-- Supplied passage --
□ □ □ □ □
Figure 2. Estimated and measured fluctuation of water levels in the Dead Sea from the 110 BC to the millennium 2000 showing a decreasing water level in the sea. From Jewish Virtual Library, Water in Israel: Overview of Middle East Water Resources. American-Israeli Cooperative Enterprise, 2015. Web. 14 Mar. 2014.
Apart from the aforementioned physical attributes of the Dead Sea, the sea bears remarkable religious traditions among Christians although there is no direct Biblical connectedness to later day Christian pilgrimage to the Sea. Many contemporary Christian pilgrims may be motivated to make visitations to connect with ancient events and experience a nostalgia of the past by joining in the ancient footsteps of Biblical Lot whose wife turned into a pillar of salt for going against the command of God when the spirit of God led them away from the destruction in Sodom and Gomorrah, a city in the vicinity of the Dead Sea. The Sea’s inlet, River Jordan was the place of baptism of Christ and this event adds to the holiness with which Christians pilgrims regard the Dead Sea (Momentum Travel Services DBA Holy Land Voyager).
Furthermore, Jordan and Israel have established mineral mining industries toward the southern basin of the sea for economic benefits and contributions to the two countries’ national economic growths. On the other hand, some medical insurers in certain European countries have begun offering subsidized rates of medical insurance to persons seeking Dead Sea climatotherapy because of its comparatively cheaper costs in getting treatments as compared to pharmacotherapy for certain conditions. For instance, Germany and Norway have health insurance companies that are now offering subsided medical insurance cover for climatotherapy (Moses et al., 483). It can also not be gainsaid that the Dead Sea has contributed to high influx of foreign tourists and/or pilgrims into Israel, some of whom are primarily interested in visiting the Dead Sea. This influx of foreign tourist contributes to the country’s foreign income earnings for national development.
Due to the high rate of drying up of the Dead Sea in the recent times due to ecological damages by human activities, the Israeli and Jordanian governments have initiated an ambitious project dubbed, ‘Peace Conduit’ to convey seawater of the Red Sea into the Dead Sea. Other than the conservation initiative of the ecology around the Dead Sea, communities around the sea feel threatened by future prospects of the water mass disappearing altogether. As a matter of fact, the Dead Sea is symbolic of its rich history and environmental importance to the communities that live around it (Gavrieli and Bein 112). Despite the changing hydrological patterns that are affecting the water volume in the Dead Sea; it remains one of the most salty water mass in the world. The Sea has very high levels of cations of “magnesium, sodium, calcium, and anions such as phosphorus, bromide and chloride” which contributes to its density of 1.237kg/L (Moses et al., 483). It is also important to note that the present water imbalance in the Dead Sea as a consequence of human activities and increasing rates of evaporation has contributed to increasing level of salinity in the sea unlike in the past.
Figure 1. Reduction in the surface area of the Dead Sea corresponding with its changes in level below the mean sea level. From Jewish Virtual Library, Water in Israel: Overview of Middle East Water Resources. American-Israeli Cooperative Enterprise, 2015. Web. 14 Mar. 2014.
□ □ □ □ □
-- Data --
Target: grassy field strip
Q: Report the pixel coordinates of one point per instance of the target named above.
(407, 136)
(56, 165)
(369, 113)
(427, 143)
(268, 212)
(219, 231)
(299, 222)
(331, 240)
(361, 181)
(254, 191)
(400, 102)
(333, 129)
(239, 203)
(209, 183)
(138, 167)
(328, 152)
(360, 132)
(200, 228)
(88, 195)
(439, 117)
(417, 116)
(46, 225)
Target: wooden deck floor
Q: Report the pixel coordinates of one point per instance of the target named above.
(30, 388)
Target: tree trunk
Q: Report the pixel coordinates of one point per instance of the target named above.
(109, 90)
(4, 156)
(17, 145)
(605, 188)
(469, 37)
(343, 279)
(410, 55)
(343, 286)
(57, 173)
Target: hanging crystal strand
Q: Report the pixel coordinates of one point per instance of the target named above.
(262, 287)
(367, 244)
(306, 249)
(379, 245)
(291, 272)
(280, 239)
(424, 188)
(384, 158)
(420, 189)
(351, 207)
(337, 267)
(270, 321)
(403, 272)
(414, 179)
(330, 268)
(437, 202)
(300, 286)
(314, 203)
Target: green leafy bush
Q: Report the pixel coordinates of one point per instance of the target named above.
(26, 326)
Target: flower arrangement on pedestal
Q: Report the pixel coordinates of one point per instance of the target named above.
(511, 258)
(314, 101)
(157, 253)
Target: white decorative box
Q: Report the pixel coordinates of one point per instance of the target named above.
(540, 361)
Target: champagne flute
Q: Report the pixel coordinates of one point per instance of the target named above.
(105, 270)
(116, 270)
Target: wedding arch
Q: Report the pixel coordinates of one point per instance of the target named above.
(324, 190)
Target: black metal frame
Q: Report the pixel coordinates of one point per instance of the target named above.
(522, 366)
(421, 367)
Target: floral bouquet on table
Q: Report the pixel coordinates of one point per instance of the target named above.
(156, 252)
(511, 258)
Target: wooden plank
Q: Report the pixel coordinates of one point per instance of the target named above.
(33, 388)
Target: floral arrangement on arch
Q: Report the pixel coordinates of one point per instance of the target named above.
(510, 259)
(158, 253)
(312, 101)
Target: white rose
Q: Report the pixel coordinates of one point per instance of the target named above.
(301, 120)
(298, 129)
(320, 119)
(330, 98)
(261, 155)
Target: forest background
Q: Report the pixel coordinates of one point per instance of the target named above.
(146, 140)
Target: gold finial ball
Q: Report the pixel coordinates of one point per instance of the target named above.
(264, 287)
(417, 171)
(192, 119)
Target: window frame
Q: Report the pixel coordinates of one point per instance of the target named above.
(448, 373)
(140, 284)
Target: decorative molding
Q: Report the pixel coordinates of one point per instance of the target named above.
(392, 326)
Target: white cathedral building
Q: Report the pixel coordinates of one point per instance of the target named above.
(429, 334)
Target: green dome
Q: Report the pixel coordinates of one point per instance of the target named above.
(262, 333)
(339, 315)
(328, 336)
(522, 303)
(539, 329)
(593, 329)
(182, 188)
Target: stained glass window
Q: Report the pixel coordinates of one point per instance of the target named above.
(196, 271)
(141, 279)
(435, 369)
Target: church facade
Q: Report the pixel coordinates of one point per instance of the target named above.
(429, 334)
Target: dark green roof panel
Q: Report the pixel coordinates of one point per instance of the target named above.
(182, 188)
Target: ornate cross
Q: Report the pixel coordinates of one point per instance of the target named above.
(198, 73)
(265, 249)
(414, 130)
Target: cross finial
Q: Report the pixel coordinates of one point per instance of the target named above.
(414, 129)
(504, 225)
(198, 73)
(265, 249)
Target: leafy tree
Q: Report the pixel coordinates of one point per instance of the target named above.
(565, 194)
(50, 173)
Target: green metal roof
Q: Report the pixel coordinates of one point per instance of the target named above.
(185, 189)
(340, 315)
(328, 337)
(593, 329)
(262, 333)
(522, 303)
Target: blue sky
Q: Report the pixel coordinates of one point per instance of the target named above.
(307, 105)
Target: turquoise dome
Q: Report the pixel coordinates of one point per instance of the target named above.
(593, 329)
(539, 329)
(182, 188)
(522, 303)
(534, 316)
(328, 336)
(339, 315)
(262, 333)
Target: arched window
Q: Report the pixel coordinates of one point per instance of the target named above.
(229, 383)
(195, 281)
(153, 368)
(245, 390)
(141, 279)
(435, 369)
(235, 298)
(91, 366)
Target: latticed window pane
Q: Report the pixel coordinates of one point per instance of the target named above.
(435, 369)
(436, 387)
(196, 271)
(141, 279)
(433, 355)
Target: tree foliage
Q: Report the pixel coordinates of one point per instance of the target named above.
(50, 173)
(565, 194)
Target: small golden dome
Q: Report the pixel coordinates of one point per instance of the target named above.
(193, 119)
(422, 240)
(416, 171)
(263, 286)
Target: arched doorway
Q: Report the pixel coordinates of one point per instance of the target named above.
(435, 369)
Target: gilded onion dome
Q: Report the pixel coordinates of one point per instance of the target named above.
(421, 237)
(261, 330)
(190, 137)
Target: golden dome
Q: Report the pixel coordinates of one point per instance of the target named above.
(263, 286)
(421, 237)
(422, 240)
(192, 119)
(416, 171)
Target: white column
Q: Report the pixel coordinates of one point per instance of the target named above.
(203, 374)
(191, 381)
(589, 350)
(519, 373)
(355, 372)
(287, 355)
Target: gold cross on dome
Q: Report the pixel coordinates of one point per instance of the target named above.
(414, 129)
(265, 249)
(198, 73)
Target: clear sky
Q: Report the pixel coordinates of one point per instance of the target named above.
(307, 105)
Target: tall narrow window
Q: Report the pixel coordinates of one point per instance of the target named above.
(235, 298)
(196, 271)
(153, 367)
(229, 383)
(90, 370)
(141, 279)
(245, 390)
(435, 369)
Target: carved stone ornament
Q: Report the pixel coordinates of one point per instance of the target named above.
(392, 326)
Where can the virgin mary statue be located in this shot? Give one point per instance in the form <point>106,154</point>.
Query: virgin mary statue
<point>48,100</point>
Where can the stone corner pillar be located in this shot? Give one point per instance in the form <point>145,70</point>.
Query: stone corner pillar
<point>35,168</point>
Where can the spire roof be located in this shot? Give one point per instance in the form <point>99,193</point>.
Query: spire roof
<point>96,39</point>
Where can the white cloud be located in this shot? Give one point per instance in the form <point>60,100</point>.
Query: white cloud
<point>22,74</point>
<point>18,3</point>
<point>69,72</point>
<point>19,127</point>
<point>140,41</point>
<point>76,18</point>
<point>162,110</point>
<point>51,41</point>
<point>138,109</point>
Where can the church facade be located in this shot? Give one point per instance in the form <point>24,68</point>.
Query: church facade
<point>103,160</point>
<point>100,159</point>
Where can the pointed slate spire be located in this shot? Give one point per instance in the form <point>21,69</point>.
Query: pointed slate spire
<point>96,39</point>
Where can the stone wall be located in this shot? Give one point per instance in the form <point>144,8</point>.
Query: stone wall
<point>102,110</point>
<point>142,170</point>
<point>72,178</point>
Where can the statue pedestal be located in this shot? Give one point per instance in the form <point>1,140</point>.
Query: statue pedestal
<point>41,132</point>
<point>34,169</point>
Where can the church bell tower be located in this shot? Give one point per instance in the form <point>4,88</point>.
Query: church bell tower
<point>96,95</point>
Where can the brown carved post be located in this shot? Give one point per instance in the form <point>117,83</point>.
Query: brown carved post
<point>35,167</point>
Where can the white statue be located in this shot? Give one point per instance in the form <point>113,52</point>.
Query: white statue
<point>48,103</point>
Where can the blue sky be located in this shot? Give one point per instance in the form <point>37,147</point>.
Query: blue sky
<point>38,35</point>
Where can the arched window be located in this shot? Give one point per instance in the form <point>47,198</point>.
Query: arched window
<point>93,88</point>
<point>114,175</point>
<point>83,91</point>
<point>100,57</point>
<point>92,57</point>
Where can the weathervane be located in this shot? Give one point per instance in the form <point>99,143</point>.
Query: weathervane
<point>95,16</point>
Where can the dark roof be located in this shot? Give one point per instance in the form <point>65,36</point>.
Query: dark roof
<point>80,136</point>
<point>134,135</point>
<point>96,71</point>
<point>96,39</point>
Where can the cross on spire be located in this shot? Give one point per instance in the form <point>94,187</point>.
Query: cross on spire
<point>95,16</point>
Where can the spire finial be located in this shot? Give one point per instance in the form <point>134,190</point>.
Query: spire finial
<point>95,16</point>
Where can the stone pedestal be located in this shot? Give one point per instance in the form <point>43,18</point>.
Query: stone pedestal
□ □ □ □ □
-- Prompt --
In three sentences, summarize the passage about the Dead Sea.

-- Task answer --
Christian pilgrims regard the Dead Sea as holy because of its connection to the story of Lot and to Christ's baptism in the River Jordan, the sea's inlet. Jordan and Israel mine minerals in its southern basin, insurers in Germany and Norway subsidize Dead Sea climatotherapy, and the foreign tourists it draws bring income to Israel. Because human activities are drying the sea, Israel and Jordan have launched the "Peace Conduit" project to carry Red Sea water into it, while the water imbalance has raised the salinity of what remains one of the saltiest water masses in the world.